> _Ваша задача_: Продолжите статью о документальном театре и жизни на чужбине, начав сразу после её последнего предложения.

> _Текст_:

Авторы
предыдущая
статья

следующая
статья

17.12.2012 | Театр

Мигранты, экспаты, космополиты

Документальный театр рассказывает о жизни на чужбине

   

Я все о том же: о возможности исследовать жизнь с помощью театра, причем не опосредованно, а прямо, глядя ей в лицо. Вдруг в последнее время документальный театр заговорил об одном -  о потере дома и жизни на чужбине. Причем, разнородные истории явственно связаны друг с другом еще и тем, что речь идет о бывшем советском Востоке – Казахстане, Таджикистане, Узбекистане. В Театре.doc даже устроили специальный «День мигранта», и подряд показали сразу несколько представлений, связанных  этим сюжетом. Самое большое впечатление на меня произвели два: постановка Всеволода Лисовского «Акын-опера» и «свидетельский спектакль»  (так тут называют специальным образом проведенную встречу-интервью) «Освобождение мигрантов-рабов из магазина "Продукты"».

> _Исходные данные_:

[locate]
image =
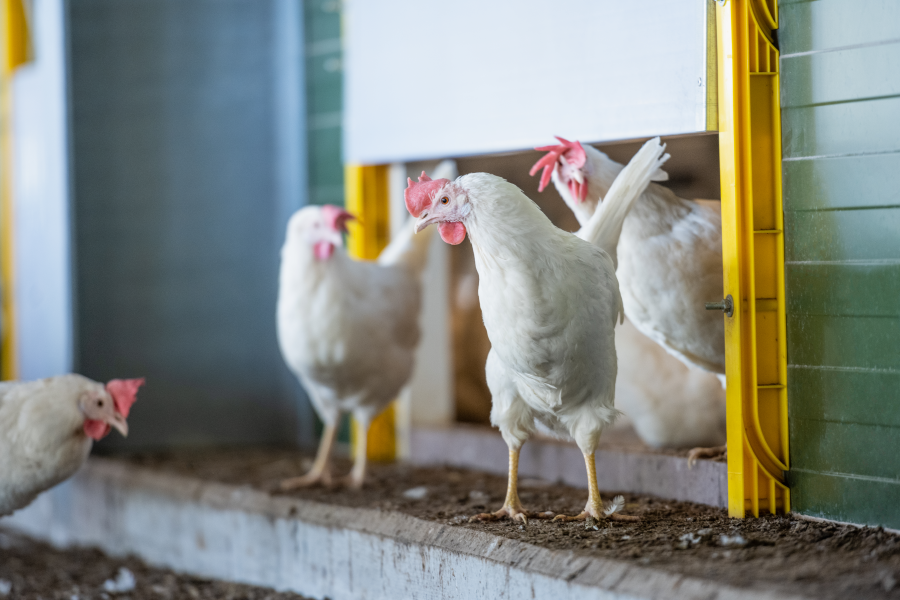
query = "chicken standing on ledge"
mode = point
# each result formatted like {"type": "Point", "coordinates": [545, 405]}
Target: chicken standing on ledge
{"type": "Point", "coordinates": [670, 258]}
{"type": "Point", "coordinates": [348, 329]}
{"type": "Point", "coordinates": [47, 427]}
{"type": "Point", "coordinates": [550, 303]}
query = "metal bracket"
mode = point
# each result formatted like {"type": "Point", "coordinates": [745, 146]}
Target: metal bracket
{"type": "Point", "coordinates": [726, 306]}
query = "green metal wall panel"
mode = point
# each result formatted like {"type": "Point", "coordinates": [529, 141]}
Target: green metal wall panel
{"type": "Point", "coordinates": [822, 393]}
{"type": "Point", "coordinates": [842, 235]}
{"type": "Point", "coordinates": [324, 100]}
{"type": "Point", "coordinates": [807, 26]}
{"type": "Point", "coordinates": [841, 184]}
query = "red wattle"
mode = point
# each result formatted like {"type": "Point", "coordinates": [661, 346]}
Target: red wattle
{"type": "Point", "coordinates": [95, 429]}
{"type": "Point", "coordinates": [452, 233]}
{"type": "Point", "coordinates": [124, 393]}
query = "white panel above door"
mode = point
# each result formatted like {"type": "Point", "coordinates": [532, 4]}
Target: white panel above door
{"type": "Point", "coordinates": [428, 79]}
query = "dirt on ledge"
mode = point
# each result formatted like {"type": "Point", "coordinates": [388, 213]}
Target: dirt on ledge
{"type": "Point", "coordinates": [820, 560]}
{"type": "Point", "coordinates": [32, 570]}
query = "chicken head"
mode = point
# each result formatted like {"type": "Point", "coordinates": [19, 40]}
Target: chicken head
{"type": "Point", "coordinates": [108, 407]}
{"type": "Point", "coordinates": [438, 201]}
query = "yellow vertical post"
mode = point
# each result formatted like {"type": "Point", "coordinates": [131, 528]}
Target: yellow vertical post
{"type": "Point", "coordinates": [753, 256]}
{"type": "Point", "coordinates": [366, 190]}
{"type": "Point", "coordinates": [15, 49]}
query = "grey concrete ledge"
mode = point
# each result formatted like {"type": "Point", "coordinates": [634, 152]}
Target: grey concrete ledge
{"type": "Point", "coordinates": [325, 551]}
{"type": "Point", "coordinates": [621, 470]}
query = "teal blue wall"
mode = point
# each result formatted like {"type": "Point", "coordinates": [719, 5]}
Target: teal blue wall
{"type": "Point", "coordinates": [188, 157]}
{"type": "Point", "coordinates": [840, 77]}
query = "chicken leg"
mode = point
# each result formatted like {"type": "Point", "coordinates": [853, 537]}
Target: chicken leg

> _Ответ на задание_:
Об этом самом освобождении женщин из многолетнего рабства у своих же соотечественников, много писали, как и о том, что теперь движение этой истории упирается в противодействие повязанной с преступниками полиции и всей судебной системы, готовой в лучшем случае замять дело. Энергия свидетельского спектакля в Доке, на который, к сожалению, пришло больше людей, связанных с самой историей, чем собственно зрителей, - была не привнесена театром, а излучалась самими участниками освобождения. Это были живые, оптимистические молодые люди, ясно понимающие и умеющие объяснить, что и зачем они делают, представляющие, что им предстоит, не строящие иллюзий, но и не желающие отступать.  Их уверенность в своей правоте и отсутствие страха – заражали и призывали действовать. Героями были не жертвы (хотя одна из женщин тоже присутствовала), а освободители.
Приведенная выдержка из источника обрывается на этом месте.